== What to produce ==
The lines below, all of them, should be returned exactly as they appear.

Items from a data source
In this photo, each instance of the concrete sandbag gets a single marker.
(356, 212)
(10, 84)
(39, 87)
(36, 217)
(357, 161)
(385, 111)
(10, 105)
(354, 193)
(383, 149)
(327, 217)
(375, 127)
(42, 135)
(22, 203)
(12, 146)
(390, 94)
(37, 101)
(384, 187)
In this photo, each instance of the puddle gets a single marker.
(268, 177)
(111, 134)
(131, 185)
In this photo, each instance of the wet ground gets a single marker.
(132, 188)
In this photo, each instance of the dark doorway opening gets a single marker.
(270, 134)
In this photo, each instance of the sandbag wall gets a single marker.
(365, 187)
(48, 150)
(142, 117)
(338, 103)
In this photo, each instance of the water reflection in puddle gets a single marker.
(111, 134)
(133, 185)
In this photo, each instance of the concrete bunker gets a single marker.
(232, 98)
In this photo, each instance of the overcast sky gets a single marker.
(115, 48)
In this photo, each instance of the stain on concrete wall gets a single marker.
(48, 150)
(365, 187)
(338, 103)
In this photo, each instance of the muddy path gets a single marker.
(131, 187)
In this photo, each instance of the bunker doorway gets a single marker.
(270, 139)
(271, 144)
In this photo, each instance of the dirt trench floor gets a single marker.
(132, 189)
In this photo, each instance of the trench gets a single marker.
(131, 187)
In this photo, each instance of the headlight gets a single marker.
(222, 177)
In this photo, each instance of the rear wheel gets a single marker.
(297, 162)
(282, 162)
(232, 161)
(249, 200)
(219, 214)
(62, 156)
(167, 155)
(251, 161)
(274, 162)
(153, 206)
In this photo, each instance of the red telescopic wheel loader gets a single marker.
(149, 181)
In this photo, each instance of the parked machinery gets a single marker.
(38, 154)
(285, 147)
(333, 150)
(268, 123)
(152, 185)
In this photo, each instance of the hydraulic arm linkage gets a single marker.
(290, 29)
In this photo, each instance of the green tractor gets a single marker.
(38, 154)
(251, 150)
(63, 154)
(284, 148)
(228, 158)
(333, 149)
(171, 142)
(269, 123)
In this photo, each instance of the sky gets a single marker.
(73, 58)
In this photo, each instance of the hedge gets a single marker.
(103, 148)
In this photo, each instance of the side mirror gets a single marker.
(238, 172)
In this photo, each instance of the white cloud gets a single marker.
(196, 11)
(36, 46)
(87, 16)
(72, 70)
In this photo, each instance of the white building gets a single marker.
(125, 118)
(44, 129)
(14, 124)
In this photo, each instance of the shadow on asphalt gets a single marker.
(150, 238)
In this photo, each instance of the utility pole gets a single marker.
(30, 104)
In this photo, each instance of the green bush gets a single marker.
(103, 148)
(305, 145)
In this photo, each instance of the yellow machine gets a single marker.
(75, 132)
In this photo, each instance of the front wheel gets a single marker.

== Solution ==
In this photo, each instance of the concrete sandbag gets a single marker.
(356, 212)
(10, 84)
(39, 87)
(36, 217)
(357, 161)
(385, 111)
(10, 105)
(354, 193)
(383, 149)
(327, 217)
(375, 127)
(42, 135)
(22, 203)
(12, 146)
(390, 94)
(37, 101)
(384, 187)
In this photo, each instance of the puddle gets a single marker.
(268, 177)
(111, 134)
(131, 185)
In this photo, each instance of the wet ground gets a single marker.
(132, 188)
In this photo, each instance of the dark doorway opening gets a single marker.
(270, 134)
In this photo, each instance of the sandbag wall gets a single marker.
(365, 187)
(48, 150)
(142, 117)
(338, 103)
In this photo, each instance of the water reflection in puddle gets a single marker.
(111, 134)
(133, 185)
In this photo, each instance of the concrete bunker gets a single marker.
(232, 98)
In this photo, each instance of the overcast sky gets a single marker.
(115, 48)
In this photo, each instance of the stain on concrete wall gets a single marker.
(48, 150)
(365, 187)
(338, 103)
In this photo, each instance of the muddy path gets a single marker.
(131, 187)
In this photo, each instance of the bunker doorway gets a single marker.
(270, 139)
(271, 144)
In this photo, each instance of the dirt trench floor gets a single marker.
(132, 189)
In this photo, each instance of the trench gets a single marker.
(131, 187)
In this photo, each instance of the headlight gets a single marker.
(222, 177)
In this photo, each instance of the rear wheel gets a single marker.
(297, 162)
(282, 162)
(232, 161)
(249, 200)
(219, 214)
(62, 156)
(167, 155)
(251, 161)
(274, 162)
(153, 206)
In this photo, each instance of the red telescopic wheel loader gets a single marker.
(149, 181)
In this photo, each instance of the parked machinery gets a single marker.
(38, 154)
(285, 147)
(333, 150)
(268, 123)
(152, 185)
In this photo, each instance of the hydraulic arm linkage gets a single marker.
(290, 29)
In this photo, each instance of the green tractor gets a single marker.
(38, 154)
(251, 150)
(63, 154)
(284, 148)
(228, 158)
(333, 149)
(171, 142)
(269, 123)
In this photo, each instance of the sky gets a single marker.
(73, 58)
In this photo, each instance of the hedge gets a single marker.
(103, 148)
In this photo, each instance of the side mirror gets a single marker.
(238, 172)
In this photo, each instance of the white cloud gets a single marker.
(196, 11)
(36, 46)
(87, 16)
(72, 70)
In this photo, each instance of the white building gets a single marker.
(125, 118)
(44, 129)
(14, 124)
In this photo, each instance of the shadow on asphalt gets a single marker.
(150, 238)
In this photo, each instance of the utility pole gets a single marker.
(30, 104)
In this photo, each instance of the green bush gets a single marker.
(103, 148)
(305, 145)
In this photo, each instance of the yellow machine gets a single marker.
(75, 132)
In this photo, each instance of the front wheel gets a single marker.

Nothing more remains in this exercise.